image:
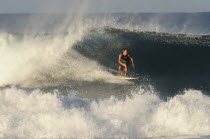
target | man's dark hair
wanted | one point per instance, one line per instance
(125, 49)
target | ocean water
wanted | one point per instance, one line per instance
(58, 76)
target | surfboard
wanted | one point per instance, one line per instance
(130, 78)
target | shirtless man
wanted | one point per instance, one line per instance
(124, 59)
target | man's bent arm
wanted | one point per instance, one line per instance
(119, 58)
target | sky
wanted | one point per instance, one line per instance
(103, 6)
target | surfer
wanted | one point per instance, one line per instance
(124, 59)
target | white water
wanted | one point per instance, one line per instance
(44, 115)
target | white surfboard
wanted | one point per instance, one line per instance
(130, 78)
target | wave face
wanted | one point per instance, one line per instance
(58, 77)
(177, 62)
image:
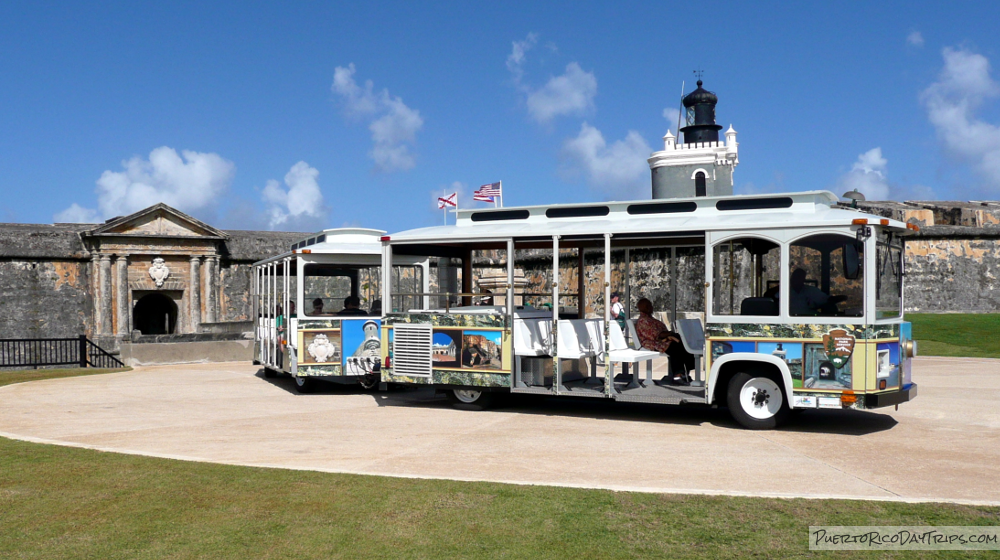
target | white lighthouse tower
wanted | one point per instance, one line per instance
(701, 165)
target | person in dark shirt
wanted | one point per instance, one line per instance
(352, 306)
(654, 335)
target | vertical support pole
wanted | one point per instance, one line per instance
(557, 373)
(609, 368)
(83, 350)
(274, 315)
(467, 277)
(581, 285)
(211, 288)
(673, 288)
(287, 312)
(254, 306)
(121, 296)
(628, 284)
(106, 298)
(194, 298)
(95, 290)
(515, 366)
(628, 308)
(386, 278)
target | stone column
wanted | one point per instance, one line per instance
(105, 295)
(195, 294)
(211, 289)
(121, 295)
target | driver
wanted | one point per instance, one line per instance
(804, 299)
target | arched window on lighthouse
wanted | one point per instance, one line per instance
(699, 184)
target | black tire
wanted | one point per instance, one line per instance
(369, 382)
(305, 385)
(756, 402)
(470, 399)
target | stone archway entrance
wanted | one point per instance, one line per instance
(155, 313)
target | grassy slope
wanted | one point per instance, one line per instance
(58, 502)
(958, 334)
(11, 376)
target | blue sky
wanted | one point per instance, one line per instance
(261, 117)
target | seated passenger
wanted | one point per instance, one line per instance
(317, 307)
(654, 335)
(352, 306)
(804, 299)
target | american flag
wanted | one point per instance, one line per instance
(450, 200)
(487, 192)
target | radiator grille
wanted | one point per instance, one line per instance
(411, 350)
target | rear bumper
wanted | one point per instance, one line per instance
(880, 400)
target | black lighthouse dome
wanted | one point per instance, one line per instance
(700, 105)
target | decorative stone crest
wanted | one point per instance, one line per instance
(159, 271)
(839, 345)
(321, 349)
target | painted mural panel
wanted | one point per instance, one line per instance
(819, 357)
(482, 349)
(360, 340)
(320, 347)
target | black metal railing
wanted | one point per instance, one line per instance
(34, 352)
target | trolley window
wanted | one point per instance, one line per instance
(889, 279)
(826, 277)
(746, 275)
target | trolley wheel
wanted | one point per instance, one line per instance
(305, 385)
(756, 402)
(470, 399)
(369, 381)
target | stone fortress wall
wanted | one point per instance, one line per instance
(952, 264)
(55, 282)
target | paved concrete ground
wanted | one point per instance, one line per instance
(945, 446)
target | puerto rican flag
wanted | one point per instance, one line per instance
(446, 201)
(486, 193)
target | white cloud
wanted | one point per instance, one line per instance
(620, 170)
(77, 214)
(673, 115)
(570, 93)
(516, 58)
(189, 183)
(868, 176)
(394, 126)
(951, 103)
(303, 198)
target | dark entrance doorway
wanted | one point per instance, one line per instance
(155, 314)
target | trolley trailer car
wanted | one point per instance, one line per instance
(302, 326)
(786, 302)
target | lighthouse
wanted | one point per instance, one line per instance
(701, 165)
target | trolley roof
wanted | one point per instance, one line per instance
(338, 241)
(680, 215)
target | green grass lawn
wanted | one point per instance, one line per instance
(58, 502)
(11, 376)
(957, 334)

§ **PROBLEM REQUIREMENTS**
Could you retype every line above exactly as it appears, skipping the pictures?

§ **EXERCISE ANSWER**
image:
target | man's dark hair
wanted | one point per instance, one line per instance
(125, 49)
target | ocean water
wanted | one point per instance, one line per instance
(58, 76)
target | surfboard
wanted | one point per instance, one line per instance
(130, 78)
target | shirtless man
wanted | one point per instance, one line per instance
(124, 59)
target | man's bent arm
wanted | one point per instance, one line per instance
(119, 58)
target | sky
wanted | one point per instance, one line per instance
(103, 6)
target | surfer
wanted | one point per instance, one line per instance
(124, 59)
target | white water
wanted | one point per instance, one line per instance
(44, 115)
target | white surfboard
wanted | one point per instance, one line per instance
(130, 78)
target | wave face
wanted | one point per instance, one line per instance
(58, 77)
(177, 62)
image:
target | white lighthouse tower
wanted | one point per instance, one line per instance
(701, 165)
target | person in dark shirt
wanted | one point per instance, one line per instance
(352, 306)
(654, 335)
target | vertical support pole
wanted | one point per instance, one line per instance
(557, 373)
(609, 368)
(83, 350)
(274, 315)
(467, 277)
(581, 285)
(211, 288)
(673, 288)
(287, 312)
(254, 306)
(121, 296)
(628, 284)
(106, 298)
(194, 298)
(95, 290)
(515, 366)
(628, 308)
(386, 278)
target | stone column
wanted | one point per instance, one line per instance
(105, 295)
(195, 294)
(211, 289)
(121, 295)
target | driver
wanted | one point per instance, one line per instance
(804, 299)
target | arched window on lighthouse
wanted | one point per instance, one line per instance
(699, 184)
target | black tire
wanted | one point per instance, one line per instance
(369, 382)
(305, 385)
(756, 402)
(470, 399)
target | stone archway entrance
wanted | one point per instance, one line per instance
(155, 313)
target | grassy slope
wanted | one point per instance, one line per instance
(58, 502)
(958, 334)
(11, 376)
target | blue sky
wanted | one point per instance, one line per instance
(261, 117)
target | seated passenger
wanted | one point per instance, one line per instance
(317, 307)
(654, 335)
(352, 306)
(804, 299)
target | american flag
wanted | one point per instance, one line per instance
(450, 200)
(487, 192)
target | radiator grille
wanted | one point per instance, one line per instance
(411, 350)
target | rear bumper
wanted | one point per instance, one line per instance
(880, 400)
target | black lighthouse dome
wanted | one point per instance, one line per instance
(700, 105)
target | decorative stone crest
wanted | one point per instance, one line per instance
(159, 271)
(839, 345)
(321, 349)
target | painted mural panel
wanted | one point per instance, one line per instance
(819, 357)
(482, 349)
(360, 340)
(320, 347)
target | black metal railing
wanted | one point per instance, one line per instance
(34, 352)
target | trolley window
wanted | one point per instance, one line per instance
(889, 279)
(826, 277)
(746, 275)
target | trolley wheel
wanted | one point per instance, one line per instance
(305, 385)
(756, 402)
(470, 399)
(369, 381)
target | stone fortress wall
wanted | one point per instance, one line per instance
(952, 264)
(55, 282)
target | paved concrete ground
wanted | one point per instance, one line per instance
(945, 446)
target | puerto rican flag
wanted | one point per instance, one line per instance
(446, 201)
(486, 193)
target | white cloud
wanted | one point per instance, one line per instance
(620, 170)
(77, 214)
(673, 115)
(570, 93)
(516, 58)
(189, 183)
(868, 176)
(394, 126)
(951, 103)
(303, 198)
target | dark entrance doorway
wanted | one point per instance, one line per instance
(155, 314)
target | trolley trailer car
wanted | one point per instance, one line per instance
(302, 326)
(786, 302)
target | lighthouse
wanted | one point per instance, one line per instance
(701, 165)
target | trolley roof
wanted | one point per instance, one line per instance
(338, 241)
(680, 215)
target | green grass lawn
wanted | one point per instance, one line per instance
(58, 502)
(11, 376)
(957, 334)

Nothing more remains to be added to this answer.